§ **Records shown**
────────────────────────────────────────
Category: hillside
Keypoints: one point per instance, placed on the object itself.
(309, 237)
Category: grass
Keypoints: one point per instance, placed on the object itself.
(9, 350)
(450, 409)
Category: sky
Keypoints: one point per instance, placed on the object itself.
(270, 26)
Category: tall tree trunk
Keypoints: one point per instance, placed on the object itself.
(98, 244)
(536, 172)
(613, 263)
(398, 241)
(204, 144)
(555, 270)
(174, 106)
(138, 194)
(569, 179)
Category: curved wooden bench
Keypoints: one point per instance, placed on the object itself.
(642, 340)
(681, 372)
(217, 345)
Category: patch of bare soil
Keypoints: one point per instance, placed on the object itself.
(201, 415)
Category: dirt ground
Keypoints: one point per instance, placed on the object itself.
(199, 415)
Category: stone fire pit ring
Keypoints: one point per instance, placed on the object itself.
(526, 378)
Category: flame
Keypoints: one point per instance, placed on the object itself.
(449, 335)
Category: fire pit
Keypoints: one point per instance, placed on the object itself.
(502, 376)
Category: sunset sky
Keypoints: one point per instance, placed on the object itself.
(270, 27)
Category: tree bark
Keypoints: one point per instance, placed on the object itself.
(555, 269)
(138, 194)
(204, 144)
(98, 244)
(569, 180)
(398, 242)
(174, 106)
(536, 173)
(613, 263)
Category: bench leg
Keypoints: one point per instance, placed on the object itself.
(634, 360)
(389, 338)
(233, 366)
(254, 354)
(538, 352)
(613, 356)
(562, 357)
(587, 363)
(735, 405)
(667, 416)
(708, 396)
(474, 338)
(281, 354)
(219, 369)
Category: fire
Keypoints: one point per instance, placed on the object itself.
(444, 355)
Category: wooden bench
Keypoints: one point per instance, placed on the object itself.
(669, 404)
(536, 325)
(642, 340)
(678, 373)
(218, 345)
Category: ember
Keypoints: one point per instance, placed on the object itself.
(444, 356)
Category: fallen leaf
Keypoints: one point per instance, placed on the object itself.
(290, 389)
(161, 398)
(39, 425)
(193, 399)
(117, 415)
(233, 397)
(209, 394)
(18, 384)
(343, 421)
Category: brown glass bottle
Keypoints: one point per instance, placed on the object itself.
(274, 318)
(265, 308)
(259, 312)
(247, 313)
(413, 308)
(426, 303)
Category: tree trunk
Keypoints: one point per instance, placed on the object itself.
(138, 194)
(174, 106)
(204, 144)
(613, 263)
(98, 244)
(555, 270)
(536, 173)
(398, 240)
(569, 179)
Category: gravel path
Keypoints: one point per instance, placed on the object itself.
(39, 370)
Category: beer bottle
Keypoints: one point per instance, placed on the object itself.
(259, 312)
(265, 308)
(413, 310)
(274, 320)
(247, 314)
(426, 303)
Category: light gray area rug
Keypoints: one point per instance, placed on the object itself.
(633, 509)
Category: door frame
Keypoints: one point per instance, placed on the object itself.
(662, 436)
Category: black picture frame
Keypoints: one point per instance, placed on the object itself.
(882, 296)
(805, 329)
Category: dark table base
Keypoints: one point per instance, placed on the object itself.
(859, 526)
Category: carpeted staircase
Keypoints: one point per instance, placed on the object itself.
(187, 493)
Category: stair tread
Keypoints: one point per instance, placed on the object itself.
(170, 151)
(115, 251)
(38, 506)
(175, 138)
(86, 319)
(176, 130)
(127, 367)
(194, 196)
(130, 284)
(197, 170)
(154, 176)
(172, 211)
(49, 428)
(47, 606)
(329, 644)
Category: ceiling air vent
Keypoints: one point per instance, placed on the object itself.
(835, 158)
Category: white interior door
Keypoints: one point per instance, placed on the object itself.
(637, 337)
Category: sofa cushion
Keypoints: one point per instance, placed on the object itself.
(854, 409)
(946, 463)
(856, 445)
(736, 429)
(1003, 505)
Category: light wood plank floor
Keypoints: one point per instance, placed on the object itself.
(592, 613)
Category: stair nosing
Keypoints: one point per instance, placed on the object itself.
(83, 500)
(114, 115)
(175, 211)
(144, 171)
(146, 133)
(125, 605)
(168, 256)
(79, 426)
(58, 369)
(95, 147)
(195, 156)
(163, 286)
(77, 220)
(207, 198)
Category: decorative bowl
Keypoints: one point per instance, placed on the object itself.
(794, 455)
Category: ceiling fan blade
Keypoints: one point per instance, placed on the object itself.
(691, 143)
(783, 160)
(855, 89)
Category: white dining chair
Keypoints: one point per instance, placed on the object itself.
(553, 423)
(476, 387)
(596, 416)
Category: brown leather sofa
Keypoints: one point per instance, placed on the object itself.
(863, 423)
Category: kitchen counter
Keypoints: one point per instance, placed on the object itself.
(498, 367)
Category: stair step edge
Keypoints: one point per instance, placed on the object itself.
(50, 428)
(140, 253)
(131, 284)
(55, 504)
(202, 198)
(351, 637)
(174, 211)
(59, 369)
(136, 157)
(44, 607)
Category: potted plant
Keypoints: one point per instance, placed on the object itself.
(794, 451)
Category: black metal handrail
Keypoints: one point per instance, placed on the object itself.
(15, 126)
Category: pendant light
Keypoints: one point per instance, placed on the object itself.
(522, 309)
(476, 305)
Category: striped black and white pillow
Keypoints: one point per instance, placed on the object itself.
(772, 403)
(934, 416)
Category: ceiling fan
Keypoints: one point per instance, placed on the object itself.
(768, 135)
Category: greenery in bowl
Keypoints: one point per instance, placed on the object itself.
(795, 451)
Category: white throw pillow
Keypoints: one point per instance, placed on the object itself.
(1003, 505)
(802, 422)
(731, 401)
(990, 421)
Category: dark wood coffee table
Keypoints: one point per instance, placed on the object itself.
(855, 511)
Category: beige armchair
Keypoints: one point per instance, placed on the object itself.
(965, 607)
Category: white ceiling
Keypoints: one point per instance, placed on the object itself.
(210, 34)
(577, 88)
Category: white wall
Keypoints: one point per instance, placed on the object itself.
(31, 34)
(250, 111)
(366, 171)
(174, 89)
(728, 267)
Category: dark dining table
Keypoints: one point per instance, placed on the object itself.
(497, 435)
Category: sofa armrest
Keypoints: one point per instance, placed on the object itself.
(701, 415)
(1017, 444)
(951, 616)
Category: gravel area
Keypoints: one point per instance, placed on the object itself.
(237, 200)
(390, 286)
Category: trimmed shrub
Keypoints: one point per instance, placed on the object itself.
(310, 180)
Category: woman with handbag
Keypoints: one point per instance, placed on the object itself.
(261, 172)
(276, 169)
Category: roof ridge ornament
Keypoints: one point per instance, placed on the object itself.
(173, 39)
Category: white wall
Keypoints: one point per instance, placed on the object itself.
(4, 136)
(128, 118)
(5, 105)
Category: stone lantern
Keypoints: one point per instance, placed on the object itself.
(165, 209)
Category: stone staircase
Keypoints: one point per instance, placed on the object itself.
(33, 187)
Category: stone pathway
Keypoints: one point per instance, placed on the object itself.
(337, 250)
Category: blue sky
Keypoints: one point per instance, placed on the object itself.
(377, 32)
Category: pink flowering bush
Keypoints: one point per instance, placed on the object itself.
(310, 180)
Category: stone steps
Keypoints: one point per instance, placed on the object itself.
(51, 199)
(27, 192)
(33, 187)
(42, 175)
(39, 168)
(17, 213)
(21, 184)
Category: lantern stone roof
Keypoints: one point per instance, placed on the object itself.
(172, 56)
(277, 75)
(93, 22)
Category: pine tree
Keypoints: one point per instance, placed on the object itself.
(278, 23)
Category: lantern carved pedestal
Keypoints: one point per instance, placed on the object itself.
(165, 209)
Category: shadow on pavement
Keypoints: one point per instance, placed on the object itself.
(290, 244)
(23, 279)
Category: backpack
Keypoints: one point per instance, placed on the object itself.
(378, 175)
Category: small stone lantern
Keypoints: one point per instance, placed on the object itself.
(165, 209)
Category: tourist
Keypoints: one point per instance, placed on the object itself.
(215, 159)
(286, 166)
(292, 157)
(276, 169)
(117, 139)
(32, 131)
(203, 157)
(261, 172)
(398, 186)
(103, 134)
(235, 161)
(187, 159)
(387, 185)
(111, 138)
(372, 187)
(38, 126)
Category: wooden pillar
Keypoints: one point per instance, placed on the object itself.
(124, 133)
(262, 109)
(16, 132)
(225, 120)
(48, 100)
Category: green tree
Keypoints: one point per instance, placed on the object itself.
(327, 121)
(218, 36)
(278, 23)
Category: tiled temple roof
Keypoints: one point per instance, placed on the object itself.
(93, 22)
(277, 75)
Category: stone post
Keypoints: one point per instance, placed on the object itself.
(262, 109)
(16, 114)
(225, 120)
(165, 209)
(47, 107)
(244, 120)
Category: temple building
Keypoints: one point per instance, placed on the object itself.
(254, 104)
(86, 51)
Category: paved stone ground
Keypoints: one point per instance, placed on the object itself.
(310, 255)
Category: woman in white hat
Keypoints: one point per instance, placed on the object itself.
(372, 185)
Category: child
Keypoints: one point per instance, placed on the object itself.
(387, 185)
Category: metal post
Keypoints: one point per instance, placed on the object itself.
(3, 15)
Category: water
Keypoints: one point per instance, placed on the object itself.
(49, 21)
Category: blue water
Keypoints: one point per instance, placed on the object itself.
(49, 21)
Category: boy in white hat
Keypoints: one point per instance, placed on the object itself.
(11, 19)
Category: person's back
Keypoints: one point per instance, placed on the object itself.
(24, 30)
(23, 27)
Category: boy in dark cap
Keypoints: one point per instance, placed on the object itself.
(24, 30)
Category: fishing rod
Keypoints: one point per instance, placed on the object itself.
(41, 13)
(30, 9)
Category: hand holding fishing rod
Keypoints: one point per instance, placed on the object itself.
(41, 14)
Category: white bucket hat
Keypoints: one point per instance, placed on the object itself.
────────────────────────────────────────
§ **Work instructions**
Everything from the line with "Category: boy in white hat" through the last line of the material above should be echoed exactly, and nothing else.

§ **Task result**
Category: boy in white hat
Keypoints: one point per instance, placed on the object itself.
(11, 19)
Category: person's back
Keypoints: one point per instance, placed on the object itself.
(24, 30)
(23, 27)
Category: boy in dark cap
Keypoints: one point per instance, placed on the object itself.
(24, 30)
Category: fishing rod
Keypoints: one point per instance, placed on the object itself.
(41, 13)
(30, 9)
Category: hand holding fishing rod
Keypoints: one point per instance, placed on the object itself.
(41, 14)
Category: white bucket hat
Keypoints: one point per instance, placed on the object itself.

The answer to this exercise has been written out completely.